*Brano di testo:*
"""

E mostrò subito d'averlo trovato con gli affreschi nella Stanza della Segnatura. Questa camera, veduta oggi, produce un senso di tristezza. Quanto guasto ha fatto il [318] tempo a quelle pitture! Dapprima subì il sacco di Roma; poi per rimediare ai guasti orribili della soldataglia, fu incaricato Sebastiano del Piombo. Cattiva scelta! Sebastiano del Piombo, l'invidioso, il nemico di Raffaello, l'eccitatore maligno degli ingiusti sdegni di Michelangelo! Che coscienza mai avrà egli potuto mettere in impresa così ardua e delicata? Fatto è che nel 1536, essendo Tiziano in Roma, passeggiava un giorno a braccetto col suo compaesano per le Stanze e per le Loggie. Voltosi a lui d'improvviso gli chiese: “Chi è stato quell'asino che ha restaurate queste pitture?„ E Sebastiano dovette confessare che era stato lui!

Ma il male non si è fermato qui. Nel secolo XVII Carlo Maratta fu incaricato di restaurare le pitture di Raffaello per comando di Innocenzo XI. Questo buon Maratta procedeva a certe sue lavature “con vino greco e panni bianchi„ così maledettamente disinvolte, che lo spirito pubblico se ne commosse e vi fu gran sussurro per tutta Roma, onde impedire tanto vandalismo. Ma intervenne il Papa e dette ragione a Maratta perchè egli, il Papa, aveva dato la commissione! Questo vi spieghi abbastanza perchè adesso quelle pitture sono poco più che l'ombra di loro stesse.

"""

*Voci del dataset:*
"""

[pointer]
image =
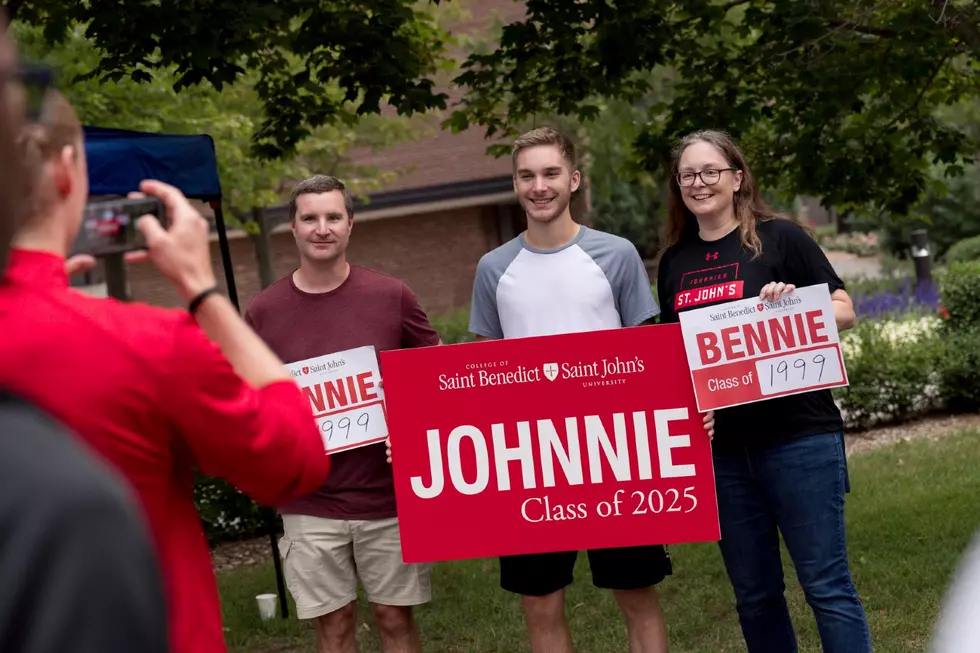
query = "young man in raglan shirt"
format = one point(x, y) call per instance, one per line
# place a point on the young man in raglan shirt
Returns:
point(348, 528)
point(561, 277)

"""

*Problemi da risolvere:*
A – Nel brano sul restauro delle pitture di Raffaello, quali persone sono indicate per nome? Elencale tutte.
B – Trascrivi senza modifiche tutte le righe delle voci del dataset, omettendo le immagini.

*Le soluzioni:*
A – Raffaello, Sebastiano del Piombo, Michelangelo, Tiziano, Carlo Maratta, Innocenzo XI

B –
[pointer]
image =
query = "young man in raglan shirt"
format = one point(x, y) call per instance, one per line
# place a point on the young man in raglan shirt
Returns:
point(348, 528)
point(561, 277)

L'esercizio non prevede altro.